TO DO:
Repeat every entry below word for word, keeping each line in its original order. Leave the pictures out of your answer.
^^^^^^^^
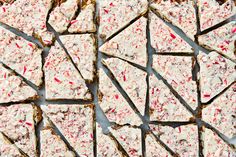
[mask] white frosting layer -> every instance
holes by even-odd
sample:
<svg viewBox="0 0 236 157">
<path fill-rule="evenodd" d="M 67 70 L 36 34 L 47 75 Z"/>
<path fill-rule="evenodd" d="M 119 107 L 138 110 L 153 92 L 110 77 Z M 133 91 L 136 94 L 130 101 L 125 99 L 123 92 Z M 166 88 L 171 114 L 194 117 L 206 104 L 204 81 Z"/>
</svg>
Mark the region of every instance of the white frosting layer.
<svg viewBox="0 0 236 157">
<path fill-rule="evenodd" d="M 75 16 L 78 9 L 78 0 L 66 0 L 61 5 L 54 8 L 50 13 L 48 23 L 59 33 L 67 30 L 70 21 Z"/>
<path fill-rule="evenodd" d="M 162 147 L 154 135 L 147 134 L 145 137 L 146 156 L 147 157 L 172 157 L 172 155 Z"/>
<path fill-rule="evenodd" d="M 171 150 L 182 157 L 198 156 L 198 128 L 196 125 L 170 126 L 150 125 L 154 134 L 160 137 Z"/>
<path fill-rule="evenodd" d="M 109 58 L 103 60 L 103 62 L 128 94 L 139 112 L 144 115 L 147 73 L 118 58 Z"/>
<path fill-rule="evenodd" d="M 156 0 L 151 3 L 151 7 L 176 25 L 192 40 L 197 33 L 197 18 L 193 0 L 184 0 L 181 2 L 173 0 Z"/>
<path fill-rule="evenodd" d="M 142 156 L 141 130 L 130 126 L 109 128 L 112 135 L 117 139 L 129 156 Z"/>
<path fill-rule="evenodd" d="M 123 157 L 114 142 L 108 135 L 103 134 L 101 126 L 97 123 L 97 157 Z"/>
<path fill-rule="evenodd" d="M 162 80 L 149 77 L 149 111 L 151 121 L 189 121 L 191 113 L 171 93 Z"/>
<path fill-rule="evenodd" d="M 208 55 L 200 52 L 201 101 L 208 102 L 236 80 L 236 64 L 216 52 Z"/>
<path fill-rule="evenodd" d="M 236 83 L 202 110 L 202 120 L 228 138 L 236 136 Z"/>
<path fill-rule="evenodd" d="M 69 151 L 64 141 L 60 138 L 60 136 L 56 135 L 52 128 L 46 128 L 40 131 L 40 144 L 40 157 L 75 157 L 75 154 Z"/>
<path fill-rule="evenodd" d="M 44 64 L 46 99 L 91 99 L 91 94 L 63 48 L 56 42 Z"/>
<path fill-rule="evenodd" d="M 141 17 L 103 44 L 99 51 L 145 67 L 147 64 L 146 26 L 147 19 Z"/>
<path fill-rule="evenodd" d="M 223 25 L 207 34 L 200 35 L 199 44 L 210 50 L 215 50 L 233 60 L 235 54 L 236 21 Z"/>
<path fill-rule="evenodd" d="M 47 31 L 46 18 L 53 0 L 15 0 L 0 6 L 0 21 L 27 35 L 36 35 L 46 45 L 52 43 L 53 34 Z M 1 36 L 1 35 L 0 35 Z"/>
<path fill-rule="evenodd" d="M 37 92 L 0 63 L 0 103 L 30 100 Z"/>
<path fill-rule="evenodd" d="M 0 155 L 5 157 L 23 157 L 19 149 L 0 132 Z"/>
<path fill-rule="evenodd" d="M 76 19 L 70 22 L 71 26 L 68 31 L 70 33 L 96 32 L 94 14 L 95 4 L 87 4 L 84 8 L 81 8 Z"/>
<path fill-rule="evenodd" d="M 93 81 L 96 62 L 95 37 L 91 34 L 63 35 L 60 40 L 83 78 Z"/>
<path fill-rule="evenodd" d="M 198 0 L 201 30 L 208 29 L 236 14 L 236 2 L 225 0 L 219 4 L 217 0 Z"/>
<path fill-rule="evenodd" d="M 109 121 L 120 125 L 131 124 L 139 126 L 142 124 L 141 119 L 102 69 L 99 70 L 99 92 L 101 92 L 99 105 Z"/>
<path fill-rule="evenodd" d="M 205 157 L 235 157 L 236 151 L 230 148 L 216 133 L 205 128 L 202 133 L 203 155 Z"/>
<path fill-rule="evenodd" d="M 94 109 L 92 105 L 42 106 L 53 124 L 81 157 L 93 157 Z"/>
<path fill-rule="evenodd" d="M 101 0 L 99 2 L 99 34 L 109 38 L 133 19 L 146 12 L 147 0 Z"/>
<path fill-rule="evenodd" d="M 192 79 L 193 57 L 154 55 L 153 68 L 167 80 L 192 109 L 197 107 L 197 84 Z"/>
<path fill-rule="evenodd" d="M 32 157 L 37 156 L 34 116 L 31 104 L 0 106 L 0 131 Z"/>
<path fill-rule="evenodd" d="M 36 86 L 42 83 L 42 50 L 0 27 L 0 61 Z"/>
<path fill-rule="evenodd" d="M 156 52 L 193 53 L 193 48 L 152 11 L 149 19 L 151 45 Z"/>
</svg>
^^^^^^^^
RESULT OF THE TASK:
[mask] white frosting layer -> every instance
holes by even-odd
sample:
<svg viewBox="0 0 236 157">
<path fill-rule="evenodd" d="M 67 70 L 36 34 L 47 75 Z"/>
<path fill-rule="evenodd" d="M 119 107 L 138 110 L 153 92 L 110 77 Z M 133 91 L 136 94 L 130 101 L 125 99 L 123 92 Z M 166 88 L 171 114 L 194 117 L 206 104 L 204 81 Z"/>
</svg>
Mark the region of every instance of the white frosting layer.
<svg viewBox="0 0 236 157">
<path fill-rule="evenodd" d="M 75 16 L 78 9 L 78 0 L 66 0 L 61 5 L 54 8 L 50 13 L 48 23 L 59 33 L 67 30 L 70 21 Z"/>
<path fill-rule="evenodd" d="M 162 147 L 154 135 L 147 134 L 145 137 L 146 156 L 147 157 L 172 157 L 172 155 Z"/>
<path fill-rule="evenodd" d="M 171 150 L 182 157 L 198 156 L 198 128 L 196 125 L 170 126 L 150 125 L 154 134 L 160 137 Z"/>
<path fill-rule="evenodd" d="M 109 58 L 103 60 L 103 62 L 128 94 L 139 112 L 144 115 L 147 73 L 118 58 Z"/>
<path fill-rule="evenodd" d="M 156 0 L 151 3 L 151 7 L 176 25 L 192 40 L 197 33 L 197 18 L 193 0 L 184 0 L 181 2 L 173 0 Z"/>
<path fill-rule="evenodd" d="M 142 156 L 141 130 L 130 126 L 109 128 L 112 135 L 117 139 L 129 156 Z"/>
<path fill-rule="evenodd" d="M 123 157 L 114 142 L 108 135 L 103 134 L 101 126 L 97 123 L 97 157 Z"/>
<path fill-rule="evenodd" d="M 162 80 L 149 77 L 149 111 L 151 121 L 189 121 L 191 113 L 171 93 Z"/>
<path fill-rule="evenodd" d="M 208 55 L 200 52 L 201 101 L 208 102 L 236 80 L 236 64 L 216 52 Z"/>
<path fill-rule="evenodd" d="M 236 83 L 202 110 L 202 120 L 228 138 L 236 136 Z"/>
<path fill-rule="evenodd" d="M 69 151 L 64 141 L 60 138 L 60 136 L 56 135 L 52 128 L 46 128 L 40 131 L 40 144 L 40 157 L 75 157 L 75 154 Z"/>
<path fill-rule="evenodd" d="M 44 64 L 46 99 L 91 99 L 91 94 L 63 48 L 56 42 Z"/>
<path fill-rule="evenodd" d="M 141 17 L 103 44 L 99 51 L 145 67 L 147 64 L 146 26 L 147 19 Z"/>
<path fill-rule="evenodd" d="M 223 25 L 207 34 L 200 35 L 199 44 L 210 50 L 215 50 L 233 60 L 235 54 L 236 21 Z"/>
<path fill-rule="evenodd" d="M 47 31 L 46 18 L 53 0 L 15 0 L 0 6 L 0 21 L 27 35 L 36 35 L 46 45 L 52 43 L 53 34 Z M 1 36 L 1 35 L 0 35 Z"/>
<path fill-rule="evenodd" d="M 37 92 L 0 63 L 0 103 L 30 100 Z"/>
<path fill-rule="evenodd" d="M 0 155 L 5 157 L 23 157 L 19 149 L 0 132 Z"/>
<path fill-rule="evenodd" d="M 76 19 L 70 22 L 71 26 L 68 31 L 70 33 L 96 32 L 94 14 L 95 4 L 87 4 L 84 8 L 81 8 Z"/>
<path fill-rule="evenodd" d="M 93 81 L 96 62 L 95 37 L 91 34 L 63 35 L 60 40 L 83 78 Z"/>
<path fill-rule="evenodd" d="M 198 0 L 201 30 L 208 29 L 236 14 L 236 2 L 225 0 L 219 4 L 217 0 Z"/>
<path fill-rule="evenodd" d="M 109 121 L 120 125 L 131 124 L 139 126 L 142 124 L 141 119 L 102 69 L 99 70 L 99 92 L 101 92 L 99 105 Z"/>
<path fill-rule="evenodd" d="M 205 157 L 235 157 L 236 151 L 230 148 L 216 133 L 205 128 L 202 133 L 203 155 Z"/>
<path fill-rule="evenodd" d="M 94 109 L 92 105 L 42 106 L 53 124 L 81 157 L 93 157 Z"/>
<path fill-rule="evenodd" d="M 101 0 L 99 2 L 99 34 L 109 38 L 133 19 L 146 12 L 147 0 Z"/>
<path fill-rule="evenodd" d="M 192 79 L 193 57 L 154 55 L 153 68 L 167 80 L 192 109 L 197 107 L 197 84 Z"/>
<path fill-rule="evenodd" d="M 32 157 L 37 156 L 34 116 L 31 104 L 0 106 L 0 131 Z"/>
<path fill-rule="evenodd" d="M 36 86 L 42 83 L 42 50 L 0 27 L 0 61 Z"/>
<path fill-rule="evenodd" d="M 156 52 L 193 53 L 193 48 L 152 11 L 149 19 L 151 45 Z"/>
</svg>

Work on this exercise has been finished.